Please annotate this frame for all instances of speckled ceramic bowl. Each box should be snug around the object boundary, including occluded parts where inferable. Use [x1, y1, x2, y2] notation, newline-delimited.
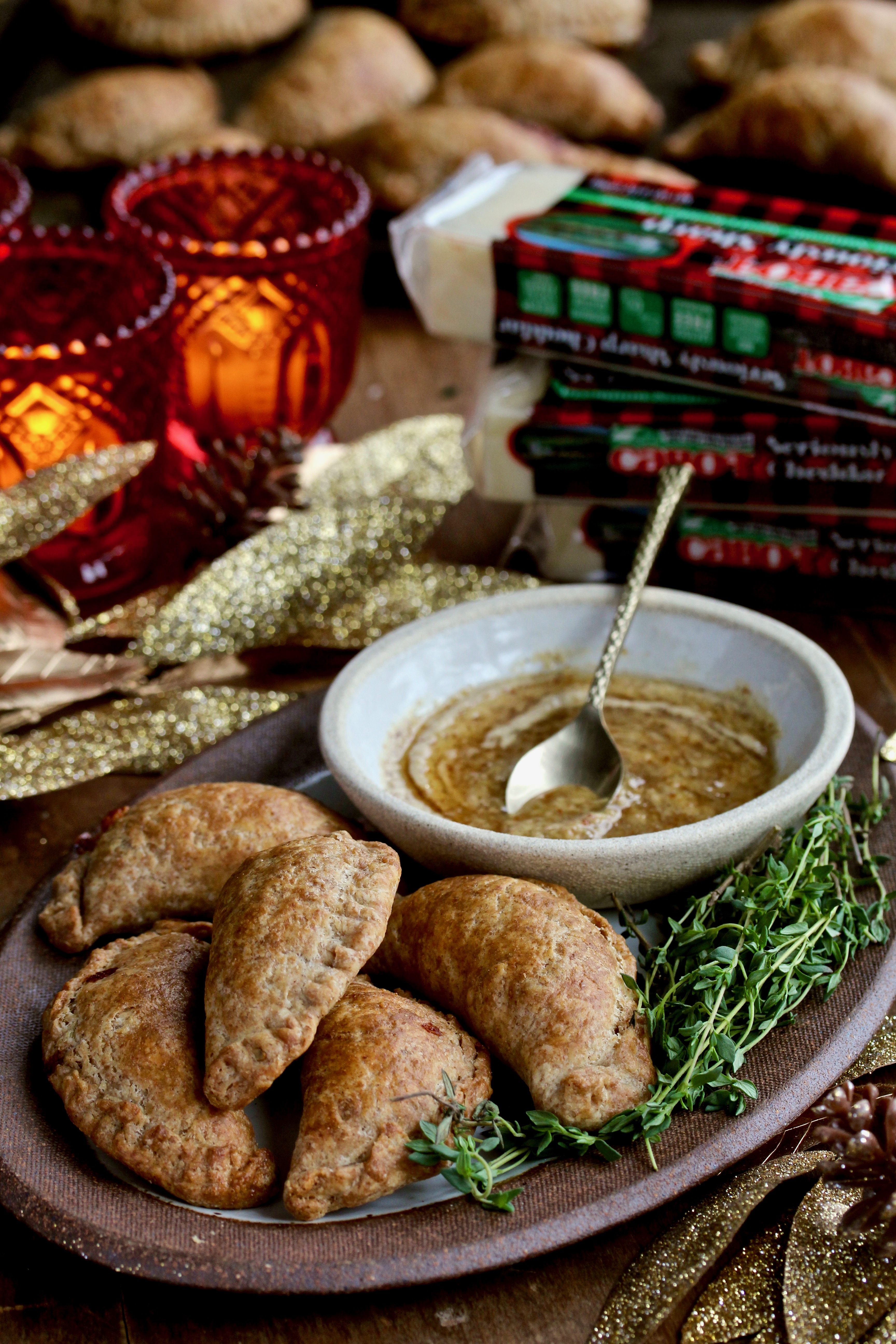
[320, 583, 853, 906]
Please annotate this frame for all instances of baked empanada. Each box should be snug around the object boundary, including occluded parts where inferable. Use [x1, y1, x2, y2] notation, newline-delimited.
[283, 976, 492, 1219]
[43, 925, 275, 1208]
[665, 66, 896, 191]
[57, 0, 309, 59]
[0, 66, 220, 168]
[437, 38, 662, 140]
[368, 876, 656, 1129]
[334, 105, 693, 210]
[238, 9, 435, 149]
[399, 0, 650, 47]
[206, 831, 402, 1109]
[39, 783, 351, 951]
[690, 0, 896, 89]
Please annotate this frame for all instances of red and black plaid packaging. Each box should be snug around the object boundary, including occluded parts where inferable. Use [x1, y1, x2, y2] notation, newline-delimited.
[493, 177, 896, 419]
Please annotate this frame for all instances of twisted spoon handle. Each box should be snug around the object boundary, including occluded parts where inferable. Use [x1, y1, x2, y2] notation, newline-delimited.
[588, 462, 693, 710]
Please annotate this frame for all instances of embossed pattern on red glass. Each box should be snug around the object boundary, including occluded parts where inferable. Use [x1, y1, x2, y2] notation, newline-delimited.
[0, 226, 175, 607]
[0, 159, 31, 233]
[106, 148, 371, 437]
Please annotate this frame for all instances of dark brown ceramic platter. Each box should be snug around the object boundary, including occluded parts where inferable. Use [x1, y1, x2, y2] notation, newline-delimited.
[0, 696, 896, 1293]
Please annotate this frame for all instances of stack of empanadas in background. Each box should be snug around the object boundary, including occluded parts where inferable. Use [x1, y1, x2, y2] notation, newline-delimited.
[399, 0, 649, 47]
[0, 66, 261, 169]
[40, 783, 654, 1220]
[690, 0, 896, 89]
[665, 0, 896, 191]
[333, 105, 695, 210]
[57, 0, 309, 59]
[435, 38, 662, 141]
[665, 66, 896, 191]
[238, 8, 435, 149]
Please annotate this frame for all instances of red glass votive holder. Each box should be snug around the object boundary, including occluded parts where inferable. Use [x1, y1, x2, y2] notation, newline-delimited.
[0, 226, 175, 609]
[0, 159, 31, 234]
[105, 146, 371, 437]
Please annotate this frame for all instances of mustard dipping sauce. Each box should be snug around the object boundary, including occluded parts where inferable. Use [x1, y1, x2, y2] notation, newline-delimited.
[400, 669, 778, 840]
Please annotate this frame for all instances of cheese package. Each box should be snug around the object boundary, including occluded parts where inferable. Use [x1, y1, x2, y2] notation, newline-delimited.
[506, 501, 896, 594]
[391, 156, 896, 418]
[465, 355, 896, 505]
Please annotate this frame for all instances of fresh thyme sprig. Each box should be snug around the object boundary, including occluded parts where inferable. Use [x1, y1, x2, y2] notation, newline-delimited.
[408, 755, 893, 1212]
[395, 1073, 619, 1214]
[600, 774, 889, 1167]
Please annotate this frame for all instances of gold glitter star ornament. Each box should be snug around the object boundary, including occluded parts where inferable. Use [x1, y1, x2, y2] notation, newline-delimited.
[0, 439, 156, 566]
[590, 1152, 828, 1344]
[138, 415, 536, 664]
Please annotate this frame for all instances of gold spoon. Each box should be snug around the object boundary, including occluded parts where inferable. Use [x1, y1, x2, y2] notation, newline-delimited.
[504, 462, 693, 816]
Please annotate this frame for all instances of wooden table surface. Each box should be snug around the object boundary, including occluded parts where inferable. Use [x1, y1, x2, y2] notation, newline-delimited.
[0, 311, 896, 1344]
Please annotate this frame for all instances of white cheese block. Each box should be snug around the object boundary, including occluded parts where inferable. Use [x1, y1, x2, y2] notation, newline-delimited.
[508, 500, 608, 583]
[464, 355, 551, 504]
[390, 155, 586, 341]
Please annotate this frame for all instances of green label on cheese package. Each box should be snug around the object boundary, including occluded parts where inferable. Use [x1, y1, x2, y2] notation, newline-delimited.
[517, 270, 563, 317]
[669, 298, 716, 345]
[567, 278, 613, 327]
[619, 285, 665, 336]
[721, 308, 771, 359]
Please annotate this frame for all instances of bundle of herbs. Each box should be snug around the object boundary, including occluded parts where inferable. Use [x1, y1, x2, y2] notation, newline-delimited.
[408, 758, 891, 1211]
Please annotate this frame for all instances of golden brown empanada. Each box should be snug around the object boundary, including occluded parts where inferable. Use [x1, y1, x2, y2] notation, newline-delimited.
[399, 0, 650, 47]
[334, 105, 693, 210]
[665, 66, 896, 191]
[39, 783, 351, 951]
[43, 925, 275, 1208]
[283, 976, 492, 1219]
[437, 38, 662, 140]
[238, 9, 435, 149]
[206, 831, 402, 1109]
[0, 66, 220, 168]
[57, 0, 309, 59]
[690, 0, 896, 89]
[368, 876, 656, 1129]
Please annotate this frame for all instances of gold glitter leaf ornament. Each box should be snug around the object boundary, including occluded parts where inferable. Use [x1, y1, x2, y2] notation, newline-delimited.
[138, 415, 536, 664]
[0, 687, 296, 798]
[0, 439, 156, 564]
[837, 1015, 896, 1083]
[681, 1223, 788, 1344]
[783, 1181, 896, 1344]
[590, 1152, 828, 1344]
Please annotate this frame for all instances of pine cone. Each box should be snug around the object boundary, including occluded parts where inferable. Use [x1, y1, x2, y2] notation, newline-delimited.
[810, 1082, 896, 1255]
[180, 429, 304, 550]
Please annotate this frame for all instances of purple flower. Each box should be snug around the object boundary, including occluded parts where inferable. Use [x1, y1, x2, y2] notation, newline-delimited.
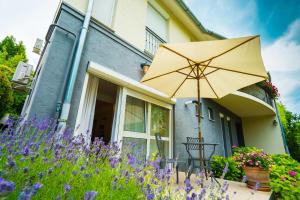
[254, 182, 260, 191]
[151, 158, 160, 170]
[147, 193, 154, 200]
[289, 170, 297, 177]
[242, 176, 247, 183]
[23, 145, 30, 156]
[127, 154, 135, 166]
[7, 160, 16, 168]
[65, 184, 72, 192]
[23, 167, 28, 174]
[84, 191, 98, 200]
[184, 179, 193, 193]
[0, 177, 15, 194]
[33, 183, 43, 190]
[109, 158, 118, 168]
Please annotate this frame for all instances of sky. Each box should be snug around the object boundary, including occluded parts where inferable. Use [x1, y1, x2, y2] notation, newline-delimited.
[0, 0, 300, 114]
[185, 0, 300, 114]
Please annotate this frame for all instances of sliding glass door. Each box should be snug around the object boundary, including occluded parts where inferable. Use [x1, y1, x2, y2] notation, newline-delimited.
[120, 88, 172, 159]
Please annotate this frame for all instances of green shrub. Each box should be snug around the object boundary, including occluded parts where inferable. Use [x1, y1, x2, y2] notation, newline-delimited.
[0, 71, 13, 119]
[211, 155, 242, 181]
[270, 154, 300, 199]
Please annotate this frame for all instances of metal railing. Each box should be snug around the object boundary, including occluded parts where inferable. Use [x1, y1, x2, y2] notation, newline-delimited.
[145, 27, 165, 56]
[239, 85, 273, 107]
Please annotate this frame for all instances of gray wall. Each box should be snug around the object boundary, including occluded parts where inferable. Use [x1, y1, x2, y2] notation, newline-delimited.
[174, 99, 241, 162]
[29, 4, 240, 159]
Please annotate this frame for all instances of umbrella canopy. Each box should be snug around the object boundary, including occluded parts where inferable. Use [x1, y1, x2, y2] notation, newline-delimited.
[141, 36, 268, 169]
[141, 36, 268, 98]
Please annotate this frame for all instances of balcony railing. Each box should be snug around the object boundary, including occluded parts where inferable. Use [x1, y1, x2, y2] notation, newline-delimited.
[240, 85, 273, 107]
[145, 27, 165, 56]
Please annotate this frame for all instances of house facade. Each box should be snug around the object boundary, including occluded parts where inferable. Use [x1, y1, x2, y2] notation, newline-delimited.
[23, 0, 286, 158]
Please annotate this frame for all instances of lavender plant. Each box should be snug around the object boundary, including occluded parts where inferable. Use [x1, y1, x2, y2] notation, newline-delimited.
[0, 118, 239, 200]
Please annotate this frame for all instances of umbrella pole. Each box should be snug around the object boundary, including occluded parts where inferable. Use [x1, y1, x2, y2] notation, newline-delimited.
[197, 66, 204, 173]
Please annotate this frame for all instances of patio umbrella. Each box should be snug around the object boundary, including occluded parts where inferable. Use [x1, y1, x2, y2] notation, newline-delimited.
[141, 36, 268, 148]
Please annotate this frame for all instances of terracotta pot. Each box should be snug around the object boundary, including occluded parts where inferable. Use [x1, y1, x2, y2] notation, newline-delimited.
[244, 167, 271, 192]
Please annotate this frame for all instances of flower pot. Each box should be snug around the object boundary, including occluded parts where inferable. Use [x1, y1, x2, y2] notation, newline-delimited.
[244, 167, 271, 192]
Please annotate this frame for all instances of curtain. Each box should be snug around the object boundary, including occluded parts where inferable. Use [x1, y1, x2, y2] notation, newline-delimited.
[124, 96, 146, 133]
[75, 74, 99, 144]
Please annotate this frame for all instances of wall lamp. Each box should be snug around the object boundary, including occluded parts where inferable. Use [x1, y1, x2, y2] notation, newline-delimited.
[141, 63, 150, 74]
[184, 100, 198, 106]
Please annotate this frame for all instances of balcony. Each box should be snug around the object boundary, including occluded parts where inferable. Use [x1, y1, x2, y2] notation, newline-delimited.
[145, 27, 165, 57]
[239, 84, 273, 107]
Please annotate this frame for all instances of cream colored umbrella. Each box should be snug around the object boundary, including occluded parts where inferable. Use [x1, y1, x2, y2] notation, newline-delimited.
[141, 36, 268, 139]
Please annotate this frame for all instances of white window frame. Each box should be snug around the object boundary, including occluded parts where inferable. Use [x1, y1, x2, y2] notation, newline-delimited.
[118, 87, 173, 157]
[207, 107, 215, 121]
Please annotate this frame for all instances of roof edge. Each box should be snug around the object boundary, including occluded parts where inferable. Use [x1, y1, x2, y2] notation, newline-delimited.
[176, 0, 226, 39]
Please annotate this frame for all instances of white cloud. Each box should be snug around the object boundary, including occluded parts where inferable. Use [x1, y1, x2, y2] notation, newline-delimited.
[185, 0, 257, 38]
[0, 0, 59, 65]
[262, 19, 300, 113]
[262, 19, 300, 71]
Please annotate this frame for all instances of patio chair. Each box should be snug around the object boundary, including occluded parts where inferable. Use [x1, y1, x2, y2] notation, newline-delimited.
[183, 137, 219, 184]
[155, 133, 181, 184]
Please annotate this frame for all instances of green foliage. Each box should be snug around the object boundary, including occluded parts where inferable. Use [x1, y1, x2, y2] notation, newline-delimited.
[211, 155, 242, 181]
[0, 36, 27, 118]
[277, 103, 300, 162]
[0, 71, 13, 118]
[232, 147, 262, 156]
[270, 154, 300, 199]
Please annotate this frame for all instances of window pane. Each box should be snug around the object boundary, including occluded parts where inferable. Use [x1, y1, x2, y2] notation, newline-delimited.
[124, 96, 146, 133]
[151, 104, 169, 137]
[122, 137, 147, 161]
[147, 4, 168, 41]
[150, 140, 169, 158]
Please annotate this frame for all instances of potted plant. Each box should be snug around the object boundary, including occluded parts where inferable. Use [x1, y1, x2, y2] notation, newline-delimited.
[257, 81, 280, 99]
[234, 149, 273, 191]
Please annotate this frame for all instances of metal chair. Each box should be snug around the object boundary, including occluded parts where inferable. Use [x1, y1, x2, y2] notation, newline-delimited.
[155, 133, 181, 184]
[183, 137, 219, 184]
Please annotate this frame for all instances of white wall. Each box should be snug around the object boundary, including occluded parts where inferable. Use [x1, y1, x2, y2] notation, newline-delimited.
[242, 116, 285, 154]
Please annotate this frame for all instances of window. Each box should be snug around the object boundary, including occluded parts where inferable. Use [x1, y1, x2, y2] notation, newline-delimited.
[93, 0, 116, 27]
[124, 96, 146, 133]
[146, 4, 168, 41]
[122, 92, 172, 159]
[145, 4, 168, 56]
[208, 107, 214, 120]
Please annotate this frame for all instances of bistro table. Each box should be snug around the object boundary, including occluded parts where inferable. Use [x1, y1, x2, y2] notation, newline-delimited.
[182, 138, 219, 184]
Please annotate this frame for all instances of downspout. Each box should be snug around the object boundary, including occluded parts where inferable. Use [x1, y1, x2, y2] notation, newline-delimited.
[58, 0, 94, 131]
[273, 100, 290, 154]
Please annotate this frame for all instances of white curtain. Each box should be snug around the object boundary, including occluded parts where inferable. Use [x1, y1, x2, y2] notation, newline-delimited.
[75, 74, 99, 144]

===============

■ **Work to be completed**
Output as a JSON list of strings, one string per line with blank lines dropped, the part of the entries that opens with the first line and closes with the line containing "[106, 148, 371, 437]", both ends included. Leave the pictures out.

■ **Answer to the exercise**
[
  "Please annotate this frame for all instances of speckled ceramic bowl. Each box should be snug around the object boundary, including occluded parts where inferable. Use [x1, y1, x2, y2] notation, newline-delimited.",
  "[320, 583, 853, 906]",
  "Please annotate this frame for all instances of baked empanada. Each box should be snug around the object boundary, including occluded parts where inferable. Use [x1, y1, x2, y2] notation, newline-delimited.",
  "[283, 976, 492, 1219]",
  "[43, 925, 275, 1208]",
  "[665, 66, 896, 191]",
  "[57, 0, 309, 59]",
  "[0, 66, 220, 168]",
  "[437, 38, 662, 140]",
  "[368, 876, 656, 1129]",
  "[334, 105, 693, 210]",
  "[238, 9, 435, 149]",
  "[399, 0, 650, 47]",
  "[206, 831, 402, 1109]",
  "[39, 783, 351, 951]",
  "[690, 0, 896, 89]",
  "Please annotate this frame for all instances of red and black plaid packaging. Each box should be snug around the object boundary, including occluded parts where inferable. Use [x1, y1, x2, y2] notation, newline-delimited.",
  "[493, 177, 896, 419]",
  "Please annotate this frame for all instances of twisted spoon handle. Each box should be snug around the object boundary, including occluded parts where inferable. Use [x1, y1, x2, y2] notation, newline-delimited.",
  "[588, 462, 693, 710]",
  "Please annotate this frame for all instances of embossed pattern on red glass. Each box should be snug around the object boundary, including occluded parts where inferable. Use [x1, y1, x2, y2] notation, newline-delimited.",
  "[0, 226, 175, 607]",
  "[0, 159, 31, 233]",
  "[106, 148, 371, 437]"
]